#### What is being asked:
Turn the lines of the records below into a numbered list, leaving out blank lines. Begin at the line that contains "Reviewer note: confirm each instance of the river carries", stop after the line that contains "pixel 382 428", and include nothing outside that range.

# # #

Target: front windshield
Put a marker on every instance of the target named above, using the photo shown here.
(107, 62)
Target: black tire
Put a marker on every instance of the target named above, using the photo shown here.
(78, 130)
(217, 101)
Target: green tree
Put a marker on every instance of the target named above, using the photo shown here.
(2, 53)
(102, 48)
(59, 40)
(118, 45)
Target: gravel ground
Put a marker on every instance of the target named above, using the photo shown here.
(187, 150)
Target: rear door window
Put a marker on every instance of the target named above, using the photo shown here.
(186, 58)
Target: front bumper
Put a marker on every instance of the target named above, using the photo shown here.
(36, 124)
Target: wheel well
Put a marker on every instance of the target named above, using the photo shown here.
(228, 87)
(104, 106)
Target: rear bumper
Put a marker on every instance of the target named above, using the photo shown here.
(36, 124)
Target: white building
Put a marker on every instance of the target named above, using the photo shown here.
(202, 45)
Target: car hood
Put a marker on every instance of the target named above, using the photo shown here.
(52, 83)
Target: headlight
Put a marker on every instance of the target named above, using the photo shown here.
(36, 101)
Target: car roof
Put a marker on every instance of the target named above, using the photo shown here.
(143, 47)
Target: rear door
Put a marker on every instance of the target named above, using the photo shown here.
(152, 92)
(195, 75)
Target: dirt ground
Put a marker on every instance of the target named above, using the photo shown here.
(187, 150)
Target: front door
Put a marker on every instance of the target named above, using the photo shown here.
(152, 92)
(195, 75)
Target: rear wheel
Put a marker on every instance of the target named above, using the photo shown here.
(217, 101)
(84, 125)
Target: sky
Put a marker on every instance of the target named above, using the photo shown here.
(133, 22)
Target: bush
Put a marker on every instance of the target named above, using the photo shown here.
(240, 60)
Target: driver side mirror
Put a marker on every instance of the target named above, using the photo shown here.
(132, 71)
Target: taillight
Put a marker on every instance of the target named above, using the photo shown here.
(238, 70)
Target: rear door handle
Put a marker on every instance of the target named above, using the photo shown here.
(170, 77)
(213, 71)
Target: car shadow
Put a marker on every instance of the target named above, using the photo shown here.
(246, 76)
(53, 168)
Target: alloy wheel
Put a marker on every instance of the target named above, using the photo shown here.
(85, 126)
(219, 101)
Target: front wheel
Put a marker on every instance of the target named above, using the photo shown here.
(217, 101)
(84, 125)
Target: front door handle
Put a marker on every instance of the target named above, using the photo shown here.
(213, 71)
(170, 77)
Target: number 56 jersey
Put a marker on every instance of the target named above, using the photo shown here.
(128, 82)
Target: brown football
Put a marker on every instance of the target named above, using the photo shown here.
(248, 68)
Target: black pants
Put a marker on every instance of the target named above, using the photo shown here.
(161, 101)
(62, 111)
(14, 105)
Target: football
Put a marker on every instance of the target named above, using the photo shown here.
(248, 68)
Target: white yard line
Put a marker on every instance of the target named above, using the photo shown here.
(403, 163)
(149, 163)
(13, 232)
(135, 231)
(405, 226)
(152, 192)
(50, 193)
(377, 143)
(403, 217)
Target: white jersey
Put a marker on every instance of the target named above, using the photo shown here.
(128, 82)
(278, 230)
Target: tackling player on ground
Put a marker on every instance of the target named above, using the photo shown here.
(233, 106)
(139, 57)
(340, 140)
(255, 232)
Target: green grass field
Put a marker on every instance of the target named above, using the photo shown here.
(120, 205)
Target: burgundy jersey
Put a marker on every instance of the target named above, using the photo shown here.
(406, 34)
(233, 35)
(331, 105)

# # #

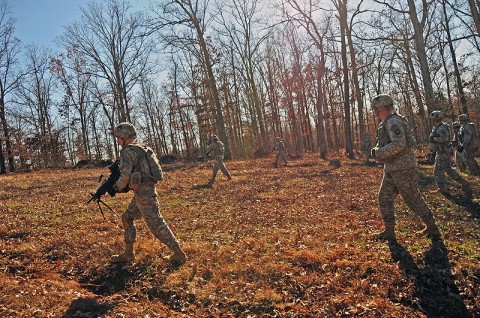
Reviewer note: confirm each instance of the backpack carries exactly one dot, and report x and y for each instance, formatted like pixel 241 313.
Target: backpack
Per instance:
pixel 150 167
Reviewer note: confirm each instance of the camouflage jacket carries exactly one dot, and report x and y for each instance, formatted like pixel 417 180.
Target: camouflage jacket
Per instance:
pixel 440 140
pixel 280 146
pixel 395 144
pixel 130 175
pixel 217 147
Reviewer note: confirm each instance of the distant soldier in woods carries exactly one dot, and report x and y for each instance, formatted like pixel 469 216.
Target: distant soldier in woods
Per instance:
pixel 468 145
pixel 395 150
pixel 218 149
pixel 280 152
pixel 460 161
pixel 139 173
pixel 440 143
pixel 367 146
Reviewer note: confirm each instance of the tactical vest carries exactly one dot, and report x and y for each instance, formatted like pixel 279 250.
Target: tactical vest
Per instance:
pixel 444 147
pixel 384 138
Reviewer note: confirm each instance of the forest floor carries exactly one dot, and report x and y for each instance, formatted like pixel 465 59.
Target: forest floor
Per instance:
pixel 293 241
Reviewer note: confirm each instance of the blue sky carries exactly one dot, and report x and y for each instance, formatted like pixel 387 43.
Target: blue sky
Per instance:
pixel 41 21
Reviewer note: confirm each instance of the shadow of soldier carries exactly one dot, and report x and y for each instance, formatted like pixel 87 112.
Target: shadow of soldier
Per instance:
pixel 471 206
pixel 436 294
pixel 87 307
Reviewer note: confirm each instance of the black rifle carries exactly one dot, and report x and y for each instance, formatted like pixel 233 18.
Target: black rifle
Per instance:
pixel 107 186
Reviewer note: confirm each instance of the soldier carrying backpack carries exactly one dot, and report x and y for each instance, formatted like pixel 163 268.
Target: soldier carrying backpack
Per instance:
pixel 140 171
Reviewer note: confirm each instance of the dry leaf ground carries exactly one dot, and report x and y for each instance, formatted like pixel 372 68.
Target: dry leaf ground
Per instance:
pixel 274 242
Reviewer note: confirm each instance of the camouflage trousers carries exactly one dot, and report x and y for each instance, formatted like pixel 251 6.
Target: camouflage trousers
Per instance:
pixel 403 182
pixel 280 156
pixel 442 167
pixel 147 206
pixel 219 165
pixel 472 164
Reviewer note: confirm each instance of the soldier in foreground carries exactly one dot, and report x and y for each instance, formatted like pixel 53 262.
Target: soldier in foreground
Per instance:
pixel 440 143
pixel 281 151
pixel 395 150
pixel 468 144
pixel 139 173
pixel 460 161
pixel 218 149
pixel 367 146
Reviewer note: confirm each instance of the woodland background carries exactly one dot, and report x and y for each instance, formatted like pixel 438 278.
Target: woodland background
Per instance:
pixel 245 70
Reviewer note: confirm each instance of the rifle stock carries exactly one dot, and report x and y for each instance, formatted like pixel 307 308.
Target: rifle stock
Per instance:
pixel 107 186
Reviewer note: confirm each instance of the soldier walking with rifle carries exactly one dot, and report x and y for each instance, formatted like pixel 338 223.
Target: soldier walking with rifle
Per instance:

# # #

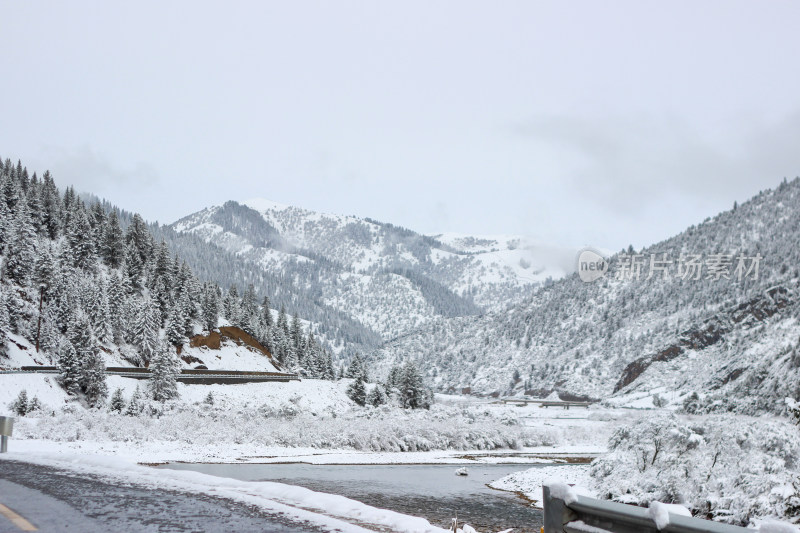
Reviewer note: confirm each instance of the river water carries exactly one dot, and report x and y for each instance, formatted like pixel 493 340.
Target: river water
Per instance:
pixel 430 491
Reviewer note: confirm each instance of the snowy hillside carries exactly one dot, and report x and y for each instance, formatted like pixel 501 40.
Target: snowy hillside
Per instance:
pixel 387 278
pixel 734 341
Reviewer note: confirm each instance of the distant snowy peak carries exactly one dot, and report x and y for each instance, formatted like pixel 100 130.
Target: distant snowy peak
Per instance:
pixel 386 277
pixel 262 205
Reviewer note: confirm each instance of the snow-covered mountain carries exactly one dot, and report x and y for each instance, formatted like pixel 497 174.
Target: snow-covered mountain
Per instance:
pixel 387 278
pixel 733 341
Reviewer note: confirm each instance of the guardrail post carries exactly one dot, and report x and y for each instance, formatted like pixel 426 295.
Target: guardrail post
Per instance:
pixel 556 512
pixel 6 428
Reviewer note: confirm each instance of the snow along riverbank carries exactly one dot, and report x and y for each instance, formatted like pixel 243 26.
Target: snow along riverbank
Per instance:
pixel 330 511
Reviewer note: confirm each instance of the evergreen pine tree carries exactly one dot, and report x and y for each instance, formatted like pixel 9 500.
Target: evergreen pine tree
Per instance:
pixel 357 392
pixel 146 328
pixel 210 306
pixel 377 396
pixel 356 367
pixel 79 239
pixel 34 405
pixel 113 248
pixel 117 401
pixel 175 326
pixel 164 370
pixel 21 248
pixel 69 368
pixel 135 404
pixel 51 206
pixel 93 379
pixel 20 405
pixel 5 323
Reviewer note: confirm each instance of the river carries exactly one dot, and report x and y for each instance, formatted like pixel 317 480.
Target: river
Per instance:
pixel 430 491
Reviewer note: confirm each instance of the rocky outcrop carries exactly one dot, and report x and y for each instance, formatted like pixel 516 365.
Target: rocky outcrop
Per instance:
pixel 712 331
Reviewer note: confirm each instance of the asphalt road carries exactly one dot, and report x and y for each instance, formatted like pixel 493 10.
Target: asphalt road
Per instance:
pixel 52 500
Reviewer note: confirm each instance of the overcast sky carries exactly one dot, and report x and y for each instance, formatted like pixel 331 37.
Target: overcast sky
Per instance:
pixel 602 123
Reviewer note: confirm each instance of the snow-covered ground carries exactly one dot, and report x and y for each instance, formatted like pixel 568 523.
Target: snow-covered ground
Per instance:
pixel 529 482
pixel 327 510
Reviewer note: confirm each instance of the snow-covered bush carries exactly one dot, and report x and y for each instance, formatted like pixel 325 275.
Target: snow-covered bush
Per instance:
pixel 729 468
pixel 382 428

# # #

#### Reply:
1. Reviewer note: confirm each instance of the river carries exactly one dot, and report x and y for each instance, formatted like pixel 317 480.
2. Target: river
3. Per instance:
4. pixel 430 491
5. Reviewer note: confirm each instance of the rocky outcrop carries exactly one dot, and report x and y for each instance, formatted like pixel 516 365.
6. Target: rocky outcrop
7. Per instance:
8. pixel 712 331
9. Reviewer note: confirm each instance of the asphalt road carries exactly one dot, and report x and y for each instance, formatted like pixel 493 10.
10. Target: asphalt road
11. Per instance:
12. pixel 52 500
13. Reviewer note: confirm each instance of the overcast sky carries exactly one dot, and report x and y for each instance, formatted like pixel 331 37.
14. Target: overcast sky
15. Per instance:
16. pixel 602 123
17. Reviewer note: confirm each instance of the snow-covered ground carries exactly one dot, and report x and y for each instance, formatted like pixel 568 523.
18. Target: snow-covered ground
19. Per instance:
20. pixel 529 482
21. pixel 327 510
22. Reviewer note: confirm each instance of the snow-covered bush carries exactly one dot, and report x and y for each instance, formatted like pixel 325 275.
23. Target: snow-covered bush
24. Per instance:
25. pixel 729 468
26. pixel 382 428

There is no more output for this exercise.